Please give back, word for word, each line from the start of the entries through the one in which "Target: windshield of foreground car" is found.

Stored data:
──────────────────────────────

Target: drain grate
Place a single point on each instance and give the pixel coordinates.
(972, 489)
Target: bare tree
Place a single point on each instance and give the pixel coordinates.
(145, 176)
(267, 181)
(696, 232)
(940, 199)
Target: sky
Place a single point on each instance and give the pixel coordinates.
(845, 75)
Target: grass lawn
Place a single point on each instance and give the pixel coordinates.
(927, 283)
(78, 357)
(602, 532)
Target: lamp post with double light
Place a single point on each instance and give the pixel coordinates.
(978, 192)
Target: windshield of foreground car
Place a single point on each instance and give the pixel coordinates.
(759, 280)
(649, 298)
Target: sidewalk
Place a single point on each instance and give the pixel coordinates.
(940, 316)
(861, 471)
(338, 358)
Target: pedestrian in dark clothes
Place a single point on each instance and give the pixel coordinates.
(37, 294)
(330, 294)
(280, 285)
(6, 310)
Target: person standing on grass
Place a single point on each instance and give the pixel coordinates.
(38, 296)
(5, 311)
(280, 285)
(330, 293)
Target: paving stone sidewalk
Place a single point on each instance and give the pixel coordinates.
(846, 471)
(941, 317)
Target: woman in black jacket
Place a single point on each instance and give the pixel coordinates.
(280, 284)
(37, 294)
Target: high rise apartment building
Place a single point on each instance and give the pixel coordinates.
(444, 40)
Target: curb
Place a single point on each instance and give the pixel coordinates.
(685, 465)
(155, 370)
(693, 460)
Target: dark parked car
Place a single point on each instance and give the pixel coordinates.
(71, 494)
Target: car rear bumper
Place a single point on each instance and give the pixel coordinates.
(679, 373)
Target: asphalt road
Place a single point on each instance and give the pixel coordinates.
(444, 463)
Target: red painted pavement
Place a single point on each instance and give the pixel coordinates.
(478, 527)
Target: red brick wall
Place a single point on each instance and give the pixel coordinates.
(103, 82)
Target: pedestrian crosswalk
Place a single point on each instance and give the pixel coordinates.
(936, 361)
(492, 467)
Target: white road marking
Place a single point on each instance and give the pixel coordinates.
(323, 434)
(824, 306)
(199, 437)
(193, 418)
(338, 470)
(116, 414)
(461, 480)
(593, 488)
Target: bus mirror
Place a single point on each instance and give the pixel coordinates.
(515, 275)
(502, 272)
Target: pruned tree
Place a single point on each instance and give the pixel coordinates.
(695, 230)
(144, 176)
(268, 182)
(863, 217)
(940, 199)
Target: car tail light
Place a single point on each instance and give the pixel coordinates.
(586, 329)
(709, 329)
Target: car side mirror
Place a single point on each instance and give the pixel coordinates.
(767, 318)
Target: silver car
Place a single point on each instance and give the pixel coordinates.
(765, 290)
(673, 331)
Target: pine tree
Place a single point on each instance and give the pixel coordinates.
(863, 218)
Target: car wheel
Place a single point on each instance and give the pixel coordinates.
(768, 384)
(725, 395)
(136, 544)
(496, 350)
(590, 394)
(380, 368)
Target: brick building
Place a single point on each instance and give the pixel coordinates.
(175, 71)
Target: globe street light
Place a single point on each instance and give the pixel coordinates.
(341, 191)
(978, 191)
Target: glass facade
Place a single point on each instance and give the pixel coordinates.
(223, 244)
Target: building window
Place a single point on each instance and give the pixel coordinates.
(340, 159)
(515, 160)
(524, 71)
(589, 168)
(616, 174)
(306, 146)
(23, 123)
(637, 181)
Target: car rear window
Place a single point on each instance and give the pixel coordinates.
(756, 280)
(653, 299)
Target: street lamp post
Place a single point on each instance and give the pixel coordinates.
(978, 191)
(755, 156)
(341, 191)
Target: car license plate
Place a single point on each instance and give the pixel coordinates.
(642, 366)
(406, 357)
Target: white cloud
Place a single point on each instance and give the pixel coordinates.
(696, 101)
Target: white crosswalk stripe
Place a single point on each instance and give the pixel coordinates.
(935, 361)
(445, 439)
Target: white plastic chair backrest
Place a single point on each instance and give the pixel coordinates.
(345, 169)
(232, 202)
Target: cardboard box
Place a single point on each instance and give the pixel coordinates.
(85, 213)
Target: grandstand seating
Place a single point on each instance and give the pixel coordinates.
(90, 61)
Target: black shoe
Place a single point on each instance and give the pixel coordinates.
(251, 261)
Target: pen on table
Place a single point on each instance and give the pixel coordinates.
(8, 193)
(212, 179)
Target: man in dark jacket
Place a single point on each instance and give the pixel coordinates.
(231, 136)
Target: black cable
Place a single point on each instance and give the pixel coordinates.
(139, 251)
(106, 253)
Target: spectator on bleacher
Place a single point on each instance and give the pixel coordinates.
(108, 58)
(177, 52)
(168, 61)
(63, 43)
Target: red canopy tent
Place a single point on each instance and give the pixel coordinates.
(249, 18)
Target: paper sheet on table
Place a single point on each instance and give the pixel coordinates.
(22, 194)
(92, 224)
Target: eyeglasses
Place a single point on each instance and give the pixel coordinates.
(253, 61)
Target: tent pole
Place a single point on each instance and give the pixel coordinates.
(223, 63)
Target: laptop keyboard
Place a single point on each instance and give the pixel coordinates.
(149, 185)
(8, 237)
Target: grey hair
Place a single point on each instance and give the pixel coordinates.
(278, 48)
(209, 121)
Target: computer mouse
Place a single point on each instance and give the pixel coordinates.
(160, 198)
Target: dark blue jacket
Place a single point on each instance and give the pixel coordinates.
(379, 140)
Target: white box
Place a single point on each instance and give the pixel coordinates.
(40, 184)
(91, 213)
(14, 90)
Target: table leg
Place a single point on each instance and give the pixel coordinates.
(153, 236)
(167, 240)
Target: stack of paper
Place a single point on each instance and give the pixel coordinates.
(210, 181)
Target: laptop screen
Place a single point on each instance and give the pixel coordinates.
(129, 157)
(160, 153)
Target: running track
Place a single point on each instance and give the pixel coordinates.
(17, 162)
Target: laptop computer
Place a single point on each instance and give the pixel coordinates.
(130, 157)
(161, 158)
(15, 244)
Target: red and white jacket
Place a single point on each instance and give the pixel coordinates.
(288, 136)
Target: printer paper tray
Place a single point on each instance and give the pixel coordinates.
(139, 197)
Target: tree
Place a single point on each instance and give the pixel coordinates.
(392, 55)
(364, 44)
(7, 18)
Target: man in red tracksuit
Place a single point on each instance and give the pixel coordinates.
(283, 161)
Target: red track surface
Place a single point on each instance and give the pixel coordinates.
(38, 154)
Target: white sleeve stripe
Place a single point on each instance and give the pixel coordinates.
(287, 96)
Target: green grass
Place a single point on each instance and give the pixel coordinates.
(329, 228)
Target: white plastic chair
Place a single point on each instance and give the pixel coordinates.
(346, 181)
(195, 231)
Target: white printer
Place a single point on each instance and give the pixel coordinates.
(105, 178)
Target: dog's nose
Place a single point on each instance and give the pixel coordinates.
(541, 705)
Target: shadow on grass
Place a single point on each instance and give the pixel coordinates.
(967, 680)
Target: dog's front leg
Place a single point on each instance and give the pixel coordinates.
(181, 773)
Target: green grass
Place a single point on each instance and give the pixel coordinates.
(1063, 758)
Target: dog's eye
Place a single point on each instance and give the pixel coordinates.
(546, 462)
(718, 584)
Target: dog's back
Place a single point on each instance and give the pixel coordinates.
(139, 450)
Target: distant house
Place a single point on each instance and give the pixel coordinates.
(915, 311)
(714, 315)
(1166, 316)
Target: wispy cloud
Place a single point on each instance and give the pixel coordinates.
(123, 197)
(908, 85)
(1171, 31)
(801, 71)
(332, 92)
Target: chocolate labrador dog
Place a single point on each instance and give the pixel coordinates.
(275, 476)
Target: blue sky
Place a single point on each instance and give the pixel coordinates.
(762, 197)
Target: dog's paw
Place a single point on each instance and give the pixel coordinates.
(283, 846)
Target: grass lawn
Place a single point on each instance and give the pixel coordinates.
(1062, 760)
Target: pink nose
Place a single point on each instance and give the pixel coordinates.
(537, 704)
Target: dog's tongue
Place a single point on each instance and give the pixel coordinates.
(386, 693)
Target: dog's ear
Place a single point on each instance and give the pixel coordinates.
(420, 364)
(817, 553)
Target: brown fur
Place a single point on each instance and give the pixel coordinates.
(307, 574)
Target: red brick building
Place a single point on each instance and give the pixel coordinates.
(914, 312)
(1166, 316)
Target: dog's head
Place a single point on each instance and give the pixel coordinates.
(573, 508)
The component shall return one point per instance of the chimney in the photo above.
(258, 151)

──────────────────────────────

**Solution for this problem:**
Target: drain grate
Place a single point on each instance and give the pixel coordinates.
(972, 489)
Target: bare tree
Place a single point on each instance and give the pixel coordinates.
(145, 176)
(267, 181)
(696, 232)
(940, 199)
Target: sky
Place a single point on each instance and give the pixel coordinates.
(845, 75)
Target: grass lawn
Place a single point on each instance and give the pixel coordinates.
(927, 283)
(78, 357)
(602, 532)
Target: lamp post with double light
Place a single point on each instance and give the pixel coordinates.
(978, 192)
Target: windshield of foreground car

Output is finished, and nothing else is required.